Photo-based point labeling data:
## BEGIN

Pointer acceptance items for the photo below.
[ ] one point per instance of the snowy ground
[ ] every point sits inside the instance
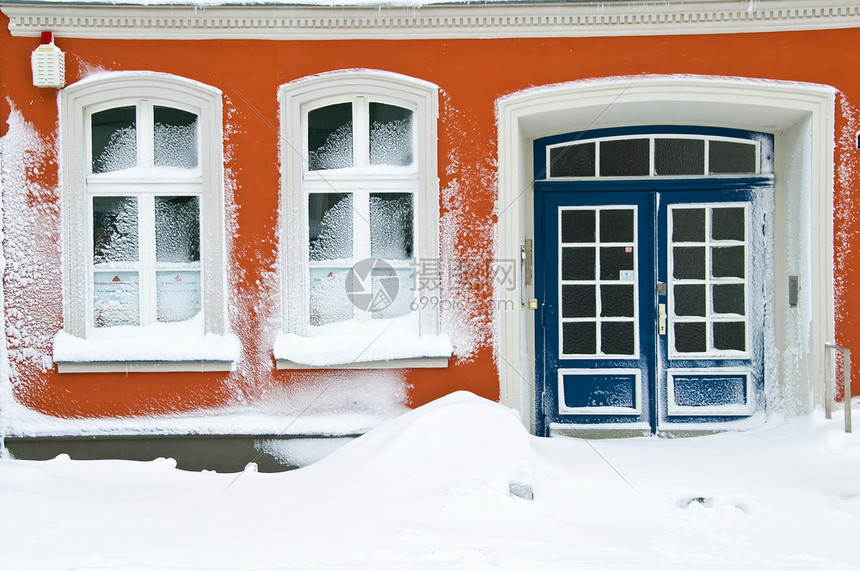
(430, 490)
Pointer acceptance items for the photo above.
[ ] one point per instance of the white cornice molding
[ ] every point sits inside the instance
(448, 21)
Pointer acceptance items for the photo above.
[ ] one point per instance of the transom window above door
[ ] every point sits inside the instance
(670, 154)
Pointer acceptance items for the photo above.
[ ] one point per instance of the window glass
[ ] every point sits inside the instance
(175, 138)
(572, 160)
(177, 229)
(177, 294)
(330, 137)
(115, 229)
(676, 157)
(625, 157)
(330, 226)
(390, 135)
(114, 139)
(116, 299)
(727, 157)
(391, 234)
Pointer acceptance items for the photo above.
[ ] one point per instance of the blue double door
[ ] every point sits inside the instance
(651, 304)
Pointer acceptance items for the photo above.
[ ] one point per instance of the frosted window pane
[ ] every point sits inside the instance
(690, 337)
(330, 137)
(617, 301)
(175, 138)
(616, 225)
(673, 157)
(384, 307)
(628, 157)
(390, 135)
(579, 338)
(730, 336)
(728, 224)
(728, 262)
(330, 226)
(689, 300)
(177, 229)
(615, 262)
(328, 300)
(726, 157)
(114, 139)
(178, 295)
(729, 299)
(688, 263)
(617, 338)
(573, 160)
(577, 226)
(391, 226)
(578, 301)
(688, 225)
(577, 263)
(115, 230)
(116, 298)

## END

Stated problem – Any pictures should be dropped; transcribe the rest of the records above exactly.

Result for this task –
Pointer acceptance items for the photo below.
[ ] one point per instance of the snowy ground
[ ] every point sits inside the instance
(430, 490)
Pointer acceptance items for the photo above.
[ ] one point per instance of the white cornice molding
[ ] every point sits inside the instance
(448, 21)
Pointer acceptance items for the photo above.
[ ] one point per instance of the transom window above door
[ ] every point sits inside the instance
(670, 154)
Pointer acceptance items for the photo above.
[ ] one point per instance of the window glass
[ ] every point sits inside the instance
(175, 138)
(572, 160)
(177, 229)
(177, 294)
(330, 137)
(115, 229)
(676, 157)
(625, 157)
(330, 226)
(390, 135)
(114, 139)
(116, 299)
(727, 157)
(391, 234)
Pointer acceptance items for the photo above.
[ ] one point per instance of the blue double door
[ ] every point sits inside the instance
(651, 304)
Pointer acceptance items for the photo above.
[ ] one point per instance of the frosted window pane
[ ] every point sits inside the instance
(690, 337)
(330, 137)
(617, 301)
(175, 138)
(616, 225)
(673, 157)
(384, 307)
(628, 157)
(390, 135)
(579, 338)
(730, 336)
(728, 224)
(728, 262)
(330, 226)
(689, 300)
(177, 229)
(615, 262)
(328, 300)
(726, 157)
(114, 139)
(178, 295)
(729, 299)
(688, 263)
(617, 338)
(573, 160)
(577, 226)
(391, 226)
(578, 301)
(688, 225)
(577, 263)
(115, 230)
(116, 298)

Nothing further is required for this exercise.